◆ RECORDS PROVIDED ◆
* * * * * * *

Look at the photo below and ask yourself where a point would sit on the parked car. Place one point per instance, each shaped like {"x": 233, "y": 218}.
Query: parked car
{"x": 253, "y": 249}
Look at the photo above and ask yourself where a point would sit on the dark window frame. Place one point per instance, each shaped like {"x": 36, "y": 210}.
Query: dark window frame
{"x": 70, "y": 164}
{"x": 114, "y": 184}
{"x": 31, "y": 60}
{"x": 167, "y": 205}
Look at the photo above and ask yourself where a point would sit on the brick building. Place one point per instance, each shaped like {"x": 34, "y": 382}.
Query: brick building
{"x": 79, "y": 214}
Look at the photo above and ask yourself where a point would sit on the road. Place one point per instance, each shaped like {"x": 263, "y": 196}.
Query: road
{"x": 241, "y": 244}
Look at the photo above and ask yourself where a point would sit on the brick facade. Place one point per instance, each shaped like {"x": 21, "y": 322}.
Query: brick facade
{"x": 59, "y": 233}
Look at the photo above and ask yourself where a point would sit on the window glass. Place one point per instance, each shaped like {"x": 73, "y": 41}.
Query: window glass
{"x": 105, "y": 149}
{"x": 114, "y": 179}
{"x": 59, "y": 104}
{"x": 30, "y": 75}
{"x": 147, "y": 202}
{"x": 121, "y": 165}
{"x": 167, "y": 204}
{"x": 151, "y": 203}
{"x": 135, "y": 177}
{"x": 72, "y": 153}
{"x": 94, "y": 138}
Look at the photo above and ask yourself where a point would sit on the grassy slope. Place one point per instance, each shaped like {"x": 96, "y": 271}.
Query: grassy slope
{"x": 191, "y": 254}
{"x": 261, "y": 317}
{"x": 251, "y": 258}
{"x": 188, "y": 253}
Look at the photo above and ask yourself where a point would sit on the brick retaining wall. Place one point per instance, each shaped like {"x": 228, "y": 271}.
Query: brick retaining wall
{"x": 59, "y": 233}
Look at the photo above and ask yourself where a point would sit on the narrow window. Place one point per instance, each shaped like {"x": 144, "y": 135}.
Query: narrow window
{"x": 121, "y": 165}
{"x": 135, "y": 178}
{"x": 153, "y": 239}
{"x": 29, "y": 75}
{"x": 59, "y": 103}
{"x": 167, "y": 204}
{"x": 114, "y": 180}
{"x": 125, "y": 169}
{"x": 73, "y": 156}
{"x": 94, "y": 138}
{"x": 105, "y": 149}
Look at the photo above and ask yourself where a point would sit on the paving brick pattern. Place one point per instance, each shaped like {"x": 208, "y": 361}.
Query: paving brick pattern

* * * * * * *

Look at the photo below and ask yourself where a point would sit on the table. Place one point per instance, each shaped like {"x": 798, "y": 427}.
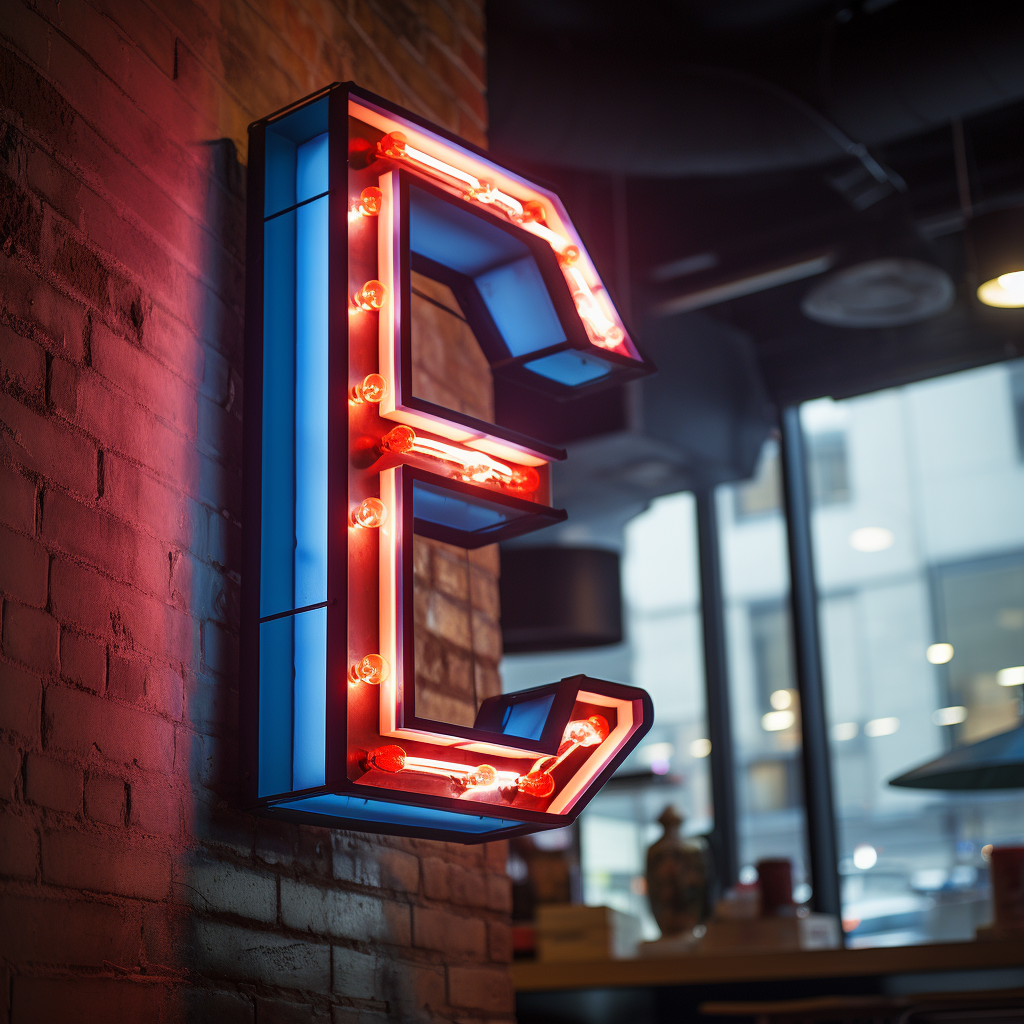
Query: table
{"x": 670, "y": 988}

* * * * * * *

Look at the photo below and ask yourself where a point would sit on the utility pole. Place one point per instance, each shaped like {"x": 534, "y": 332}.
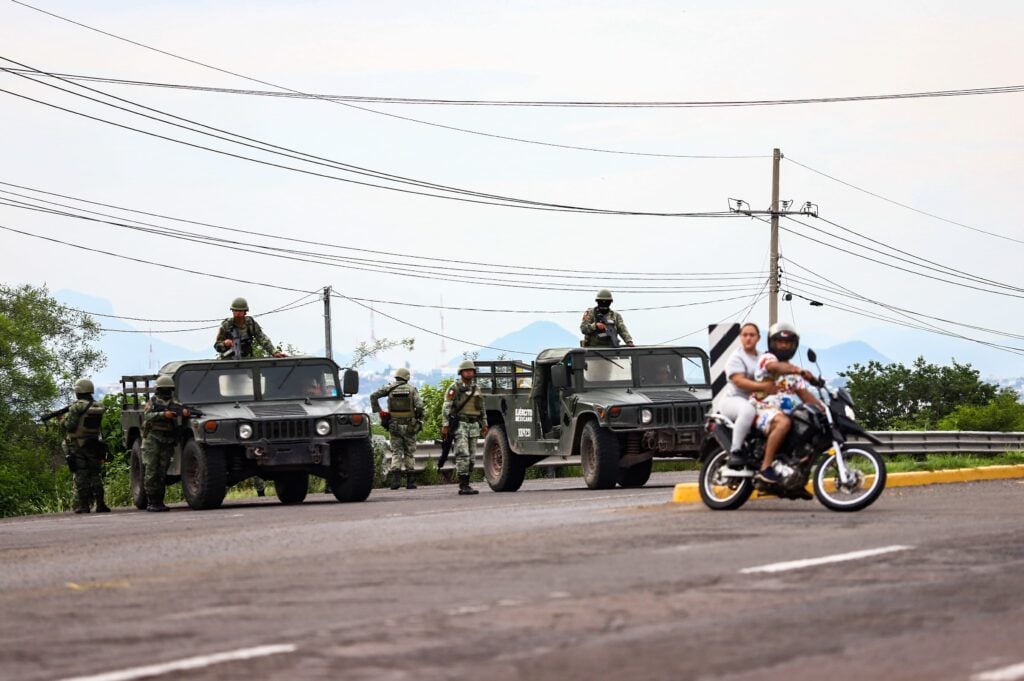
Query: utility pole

* * * * * * *

Copy out the lines word for word, starting with the line that contains "on the paving" and ending after the line that contains "Query: paving brick pattern".

◆ COMPLETED EXERCISE ◆
Look at the photo above and ask yourself where a point would sit on the paving brick pattern. Place one point per instance, each shaped like {"x": 208, "y": 361}.
Query: paving brick pattern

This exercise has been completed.